-- START RAW DATA --

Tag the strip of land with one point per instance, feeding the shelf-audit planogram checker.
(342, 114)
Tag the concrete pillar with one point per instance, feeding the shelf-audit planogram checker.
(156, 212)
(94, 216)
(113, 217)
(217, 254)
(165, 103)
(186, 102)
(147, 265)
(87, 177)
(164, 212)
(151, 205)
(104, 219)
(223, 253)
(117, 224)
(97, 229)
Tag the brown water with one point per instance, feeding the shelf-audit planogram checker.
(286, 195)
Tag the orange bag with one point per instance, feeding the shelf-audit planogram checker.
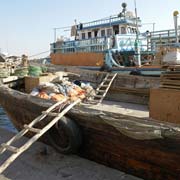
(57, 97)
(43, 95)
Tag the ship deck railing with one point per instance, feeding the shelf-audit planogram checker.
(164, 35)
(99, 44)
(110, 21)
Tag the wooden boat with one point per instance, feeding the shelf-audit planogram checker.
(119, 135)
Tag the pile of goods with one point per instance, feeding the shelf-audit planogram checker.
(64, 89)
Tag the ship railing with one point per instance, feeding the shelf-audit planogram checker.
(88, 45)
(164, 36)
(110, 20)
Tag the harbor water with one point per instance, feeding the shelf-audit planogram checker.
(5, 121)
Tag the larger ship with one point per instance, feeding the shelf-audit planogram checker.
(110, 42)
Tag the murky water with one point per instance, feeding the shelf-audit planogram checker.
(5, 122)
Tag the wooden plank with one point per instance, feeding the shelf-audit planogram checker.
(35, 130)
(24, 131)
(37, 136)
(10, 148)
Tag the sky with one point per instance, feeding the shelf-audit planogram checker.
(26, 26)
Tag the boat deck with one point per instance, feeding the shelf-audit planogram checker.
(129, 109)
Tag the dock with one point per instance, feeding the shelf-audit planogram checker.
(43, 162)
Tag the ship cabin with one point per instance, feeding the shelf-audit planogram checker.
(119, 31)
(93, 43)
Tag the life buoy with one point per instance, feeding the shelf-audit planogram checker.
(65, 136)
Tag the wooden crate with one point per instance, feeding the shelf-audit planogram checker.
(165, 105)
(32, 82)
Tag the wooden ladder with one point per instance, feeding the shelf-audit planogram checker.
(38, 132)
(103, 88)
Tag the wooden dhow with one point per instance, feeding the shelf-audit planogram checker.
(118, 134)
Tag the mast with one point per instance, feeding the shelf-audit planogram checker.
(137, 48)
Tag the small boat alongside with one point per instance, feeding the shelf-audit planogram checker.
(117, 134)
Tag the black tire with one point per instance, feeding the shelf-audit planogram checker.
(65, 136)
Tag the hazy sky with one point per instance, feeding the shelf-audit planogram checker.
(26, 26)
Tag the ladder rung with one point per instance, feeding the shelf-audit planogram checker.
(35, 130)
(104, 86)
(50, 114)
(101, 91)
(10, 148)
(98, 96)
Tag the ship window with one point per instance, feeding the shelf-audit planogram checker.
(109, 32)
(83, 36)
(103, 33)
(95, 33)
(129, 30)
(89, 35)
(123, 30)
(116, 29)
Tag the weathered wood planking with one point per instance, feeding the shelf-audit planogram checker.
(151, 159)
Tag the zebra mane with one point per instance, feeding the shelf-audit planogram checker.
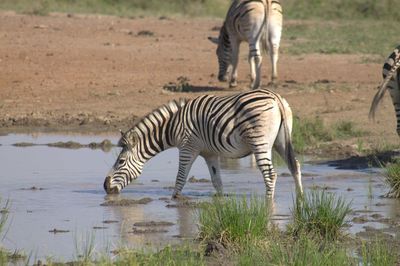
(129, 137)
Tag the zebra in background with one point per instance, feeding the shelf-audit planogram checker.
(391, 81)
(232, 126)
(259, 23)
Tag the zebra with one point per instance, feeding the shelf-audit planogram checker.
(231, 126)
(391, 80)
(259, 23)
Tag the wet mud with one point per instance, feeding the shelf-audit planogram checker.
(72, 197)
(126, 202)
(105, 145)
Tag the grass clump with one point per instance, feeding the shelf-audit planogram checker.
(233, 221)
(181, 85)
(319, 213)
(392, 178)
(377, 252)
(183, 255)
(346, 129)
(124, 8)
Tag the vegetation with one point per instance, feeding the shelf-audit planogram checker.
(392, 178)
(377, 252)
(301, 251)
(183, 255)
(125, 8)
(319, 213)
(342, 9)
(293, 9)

-- END RAW DATA --

> _WHAT IS REQUIRED_: Reproduce every line of the records, starting at the line that contains "Tag the zebra in" and continuing through the last line of the records, with each coordinate in the answers increased by 105.

> _EXERCISE SOLUTION_:
Tag the zebra in background with one point per instance, feeding the shelf-audit planogram checker.
(496, 186)
(337, 231)
(364, 128)
Tag the zebra with one point per instance, feeding the shelf-audit planogram checker.
(336, 231)
(496, 185)
(364, 128)
Tag the wet mud with one point per instance, feeding the shelf-audit planogram checker.
(177, 302)
(231, 307)
(210, 250)
Tag the grass clump with one point per instance, feeding the shelf-audit planogram checker.
(338, 326)
(286, 190)
(424, 318)
(497, 283)
(482, 357)
(288, 360)
(451, 234)
(229, 113)
Tag the vegetation with one point per instance, feeding the shelf-audit planogram checker.
(497, 283)
(482, 357)
(406, 356)
(288, 360)
(230, 113)
(424, 318)
(447, 114)
(398, 114)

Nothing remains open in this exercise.